II. L’eurocentrisme discret de la Raison
Il est vrai que la méthode philologique moderne est née d’un long conflit interne à l’Europe : lutte contre l’Église, redécouverte des textes grecs, critique biblique, émergence de l’État laïque. Mais en faire l’étalon universel de toute intelligence, c’est réduire la rationalité à une seule de ses métamorphoses. Ce que l’on nomme « raison » n’a pas jailli d’un seul sol : elle a voyagé, s’est transformée en passant par Bagdad, Cordoue, Le Caire, Samarcande. C’est dans les médersas, les « Bayt al-Hikma », que furent traduits, commentés, critiqués les textes d’Aristote et de Plotin ; c’est chez les mutazilites que naquit un rationalisme théologique ; c’est chez Avicenne que l’âme devint sujet philosophique ; chez Averroès que la raison fut défendue jusque contre le littéralisme religieux. Affirmer que l’islam n’a pas produit de critique interne, de débat, de contestation rationnelle, c’est méconnaître l’ampleur des traditions du kalâm, de la falsafa, des usûl al-fiqh, de la grammaire coranique, de la science du hadîth, où la vérification, la réfutation, l’argumentation et la logique étaient rigoureusement établies.
Les savants musulmans ont enquêté sur les variantes de récitation (qirâ’ât), analysé l’histoire de la révélation (asbâb an-nuzûl), examiné la validité des chaînes de transmission (isnâd), discuté le statut exact de chaque verset. Cela ne procède ni d’une crédulité naïve ni d’un romantisme mystique, mais d’une conscience critique enracinée dans un univers métaphysique qui ne sépare pas le vrai du sacré. La différence entre cette tradition critique interne et la méthode historico-critique moderne n’est pas celle de la raison contre l’irrationnel, mais celle de deux régimes de vérité : l’un admet la transcendance ; l’autre postule la clôture du monde sur l’humain.

= Données présentées =
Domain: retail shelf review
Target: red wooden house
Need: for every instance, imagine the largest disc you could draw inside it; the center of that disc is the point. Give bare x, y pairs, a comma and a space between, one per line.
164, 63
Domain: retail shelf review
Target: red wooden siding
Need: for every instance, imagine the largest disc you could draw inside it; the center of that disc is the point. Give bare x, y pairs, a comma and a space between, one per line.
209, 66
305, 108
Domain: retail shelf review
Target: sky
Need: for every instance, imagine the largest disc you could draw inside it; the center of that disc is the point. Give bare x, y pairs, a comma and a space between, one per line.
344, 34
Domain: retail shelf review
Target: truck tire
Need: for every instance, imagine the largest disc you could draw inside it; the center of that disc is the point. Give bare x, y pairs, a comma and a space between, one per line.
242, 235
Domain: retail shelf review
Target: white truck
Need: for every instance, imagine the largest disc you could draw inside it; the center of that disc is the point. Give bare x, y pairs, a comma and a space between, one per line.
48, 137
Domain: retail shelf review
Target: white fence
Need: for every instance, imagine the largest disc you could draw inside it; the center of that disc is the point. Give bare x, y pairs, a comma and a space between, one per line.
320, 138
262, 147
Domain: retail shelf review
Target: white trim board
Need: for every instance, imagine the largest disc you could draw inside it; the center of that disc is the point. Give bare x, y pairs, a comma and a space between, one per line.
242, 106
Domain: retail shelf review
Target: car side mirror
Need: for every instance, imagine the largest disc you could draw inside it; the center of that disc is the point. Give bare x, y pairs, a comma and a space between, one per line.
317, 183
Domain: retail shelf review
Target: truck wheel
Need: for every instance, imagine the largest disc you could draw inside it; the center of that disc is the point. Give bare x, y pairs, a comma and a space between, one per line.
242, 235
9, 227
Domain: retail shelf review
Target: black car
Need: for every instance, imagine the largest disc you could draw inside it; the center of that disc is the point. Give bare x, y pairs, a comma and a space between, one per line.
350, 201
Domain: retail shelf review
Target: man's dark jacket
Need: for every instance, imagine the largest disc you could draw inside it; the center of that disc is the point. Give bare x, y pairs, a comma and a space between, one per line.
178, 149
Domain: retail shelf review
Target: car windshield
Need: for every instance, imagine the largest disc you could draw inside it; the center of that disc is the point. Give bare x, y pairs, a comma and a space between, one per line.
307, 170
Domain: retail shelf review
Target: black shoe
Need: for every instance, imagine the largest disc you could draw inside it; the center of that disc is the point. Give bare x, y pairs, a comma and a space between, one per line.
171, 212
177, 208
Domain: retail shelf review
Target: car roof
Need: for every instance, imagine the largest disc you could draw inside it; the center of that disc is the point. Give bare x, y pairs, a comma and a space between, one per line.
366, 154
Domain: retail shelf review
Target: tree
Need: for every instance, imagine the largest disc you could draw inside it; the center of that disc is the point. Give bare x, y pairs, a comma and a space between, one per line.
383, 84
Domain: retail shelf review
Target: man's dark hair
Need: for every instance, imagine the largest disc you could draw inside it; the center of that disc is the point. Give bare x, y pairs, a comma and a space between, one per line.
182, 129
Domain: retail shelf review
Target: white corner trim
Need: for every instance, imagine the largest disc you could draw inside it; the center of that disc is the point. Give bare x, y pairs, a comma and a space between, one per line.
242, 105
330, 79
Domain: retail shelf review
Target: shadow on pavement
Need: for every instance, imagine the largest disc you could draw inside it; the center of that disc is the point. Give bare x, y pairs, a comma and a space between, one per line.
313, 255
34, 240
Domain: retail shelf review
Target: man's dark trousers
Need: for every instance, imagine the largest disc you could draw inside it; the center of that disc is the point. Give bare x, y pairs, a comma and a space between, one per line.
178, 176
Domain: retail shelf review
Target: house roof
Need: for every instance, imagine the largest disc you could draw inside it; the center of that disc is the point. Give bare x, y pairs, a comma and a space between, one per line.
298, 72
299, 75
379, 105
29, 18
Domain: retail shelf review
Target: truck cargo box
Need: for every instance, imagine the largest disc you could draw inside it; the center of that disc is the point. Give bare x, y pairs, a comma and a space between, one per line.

= Série de tâches =
A – D'après l'article, quel terme arabe désigne les chaînes de transmission dont les savants musulmans ont examiné la validité ?
B – Relevez chaque ligne des enregistrements qui contient le mot « wooden », en respectant la casse.

= Résultats par tâche =
A – Isnâd.

B –
Target: red wooden house
Target: red wooden siding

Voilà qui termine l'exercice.